+++ Stored data

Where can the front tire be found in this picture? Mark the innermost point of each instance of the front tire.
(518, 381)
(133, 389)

++++++
+++ Stored data

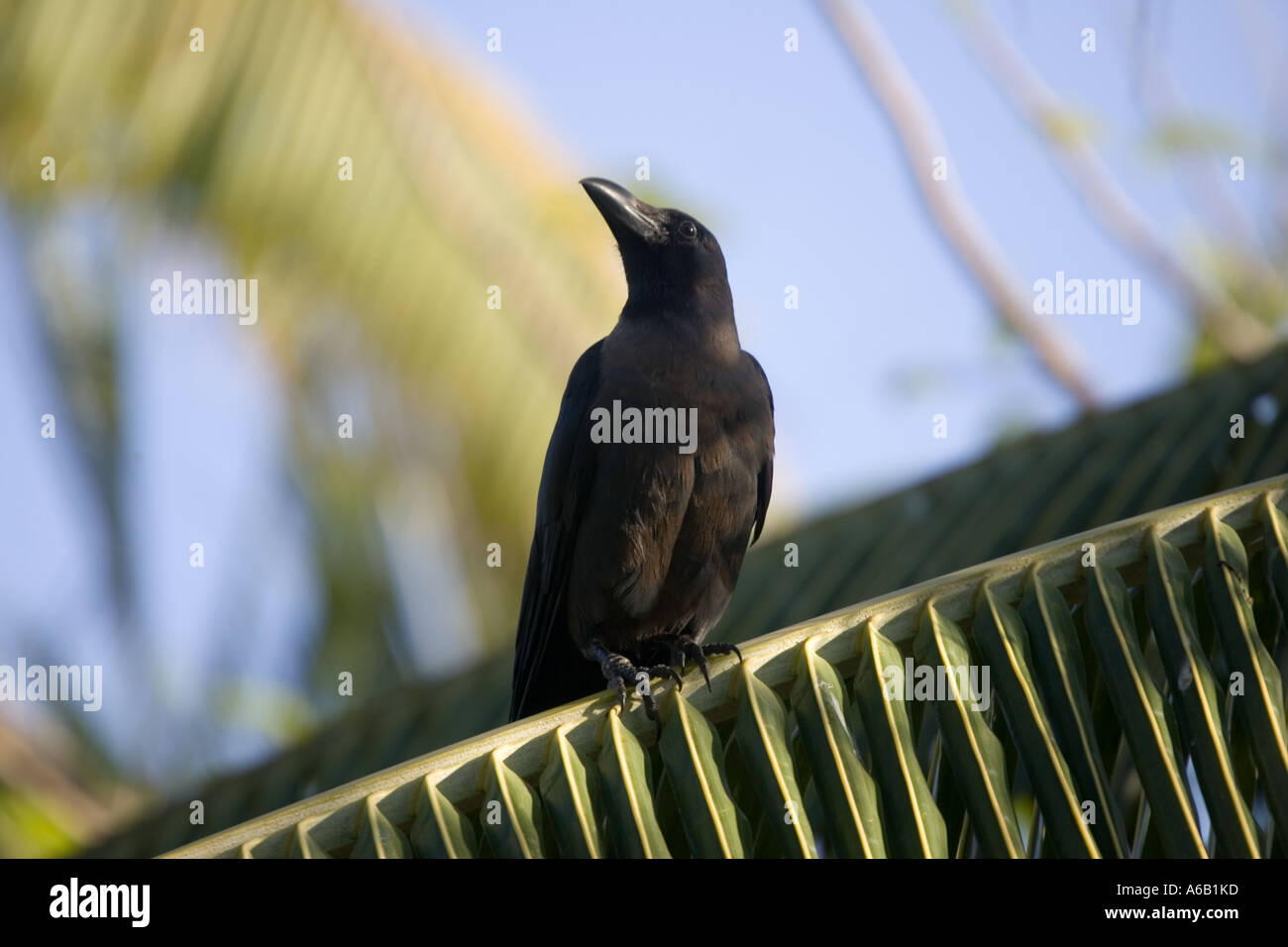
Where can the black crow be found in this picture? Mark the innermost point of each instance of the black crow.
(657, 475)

++++++
+++ Stored data

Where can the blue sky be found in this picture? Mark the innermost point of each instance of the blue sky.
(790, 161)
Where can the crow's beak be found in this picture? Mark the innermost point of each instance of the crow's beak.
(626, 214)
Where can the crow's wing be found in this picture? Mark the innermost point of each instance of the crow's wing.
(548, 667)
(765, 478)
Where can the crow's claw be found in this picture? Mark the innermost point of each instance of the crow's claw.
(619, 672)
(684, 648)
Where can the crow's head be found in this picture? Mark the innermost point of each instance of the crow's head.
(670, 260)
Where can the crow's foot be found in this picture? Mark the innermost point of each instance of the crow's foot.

++++++

*What the task asks*. With the line that has "Where can the crow's claw" as the first and the line that has "Where can the crow's foot" as the last, repeat exactly that run of lines above and no more.

*Solution*.
Where can the crow's claw be found in this picture? Mark the innermost point of each instance of the crow's claw.
(619, 672)
(684, 648)
Where can the crow's head be found in this picture? Mark the innermost point of each instance of the crow's head.
(670, 260)
Where can the crow's foot be found in this picture? Mark the innermost point of each instance of the crow's foot.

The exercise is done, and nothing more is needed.